**SOURCE RECORDS**

+ + +

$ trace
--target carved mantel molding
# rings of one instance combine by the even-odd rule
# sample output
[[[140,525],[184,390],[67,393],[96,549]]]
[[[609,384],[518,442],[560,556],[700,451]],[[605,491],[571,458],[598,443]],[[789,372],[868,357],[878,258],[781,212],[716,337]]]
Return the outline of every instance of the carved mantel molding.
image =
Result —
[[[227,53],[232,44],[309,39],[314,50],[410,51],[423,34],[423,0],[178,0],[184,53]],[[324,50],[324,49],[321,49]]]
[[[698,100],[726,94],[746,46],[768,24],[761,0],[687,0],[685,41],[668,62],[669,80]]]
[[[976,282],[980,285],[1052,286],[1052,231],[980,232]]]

+ + +

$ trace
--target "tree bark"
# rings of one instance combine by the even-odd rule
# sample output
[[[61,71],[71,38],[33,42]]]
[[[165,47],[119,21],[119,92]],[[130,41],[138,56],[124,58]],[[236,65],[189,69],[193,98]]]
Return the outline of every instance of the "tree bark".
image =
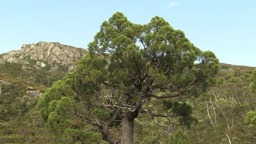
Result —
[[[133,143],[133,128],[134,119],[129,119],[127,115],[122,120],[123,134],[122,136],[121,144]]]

+ + +

**EXERCISE GOAL**
Copy out each line of the data above that contains the string "bark".

**OUTPUT FOR THIS EXERCISE**
--target "tree bark"
Return the outline of every instance of the "tree bark".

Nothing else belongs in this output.